» **The exercise**:
Continue the forum thread below about choosing Aruba timeshares, starting after its last post.

# Help selecting Aruba timeshare



## hajjah (May 29, 2010)

We decided to use ff miles and get flights for a two week vacation in Aruba this July.  I'm now within the 45 day window using RCI points for one week and next week for the second.  Our flights are on Saturday.  Ok, so now the problem is in selecting a resort.  Of course, the Marriotts are not RCI so according to the TUG ratings, the better resorts are Costa Linda and Playa Linda, but they only have a Friday check in.  I noticed that Aruba Beach Club and Casa Del Mar have come up several times.  What are some recommendations on selecting two timeshares in Aruba?  I am a previous owner at Divi Village and Carribean Palm Village, so I am aware of their units.  I've also stayed at the Divi Phoenix before the new building opened.  We're not interesed in the all inclusive resorts since there are too many great restaurants to dine in Aruba.    Any advice???


----------



## pianodinosaur (May 29, 2010)

We had an excellent experience at Casa del Mar several years ago.  The beach seems to be much less croweded at Casa del Mar than at the Marriotts.

» **Data section**:
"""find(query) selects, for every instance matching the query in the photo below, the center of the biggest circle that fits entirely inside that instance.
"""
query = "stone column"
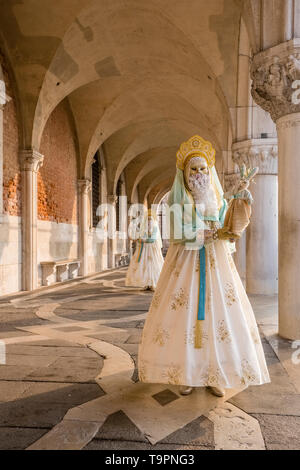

» **Reply to the task**:
----------



## Blondie (May 29, 2010)

We too loved Casa Del Mar. The 2 bed unit was great- older but comfy and spacious. Be careful of AB Club- smaller units are across the parking lot I believe.


----------



## MuranoJo (May 30, 2010)

Another vote for Casa del Mar.  It's been a few years, but we loved that it was a bit more laid-back, and the beach was great.  I'd consider it a nice exchange.  We had a 2 bd, and a small balcony overlooking the pool to the ocean.  The unit was comfy and clean and was all we needed. I'd grab it again if I was planning to go again soon.

Edited to add:  I've heard some exchangers land in the building complex across the street and away from oceanfront.  We didn't experience that, but it never hurts to call the resort and confirm or ask if you can get oceanfront.


----------



## hajjah (May 30, 2010)

Thanks so much for your help.  Hopefully we will be able to find good units.


----------



## Larry (May 30, 2010)

hajjah said:


> the better resorts are Costa Linda and Playa Linda, but they only have a Friday check in.  Aruba.    Any advice???



Just a correction here Playa Linda only has Sunday Check in not Friday.

I would also consider the new Divi Beach resort next to the Divi Phoenix in Palm Beach area. I toured it in January and thought the units and location were great. The Divi Golf resort although not directly on the beach is also supposed to be nice.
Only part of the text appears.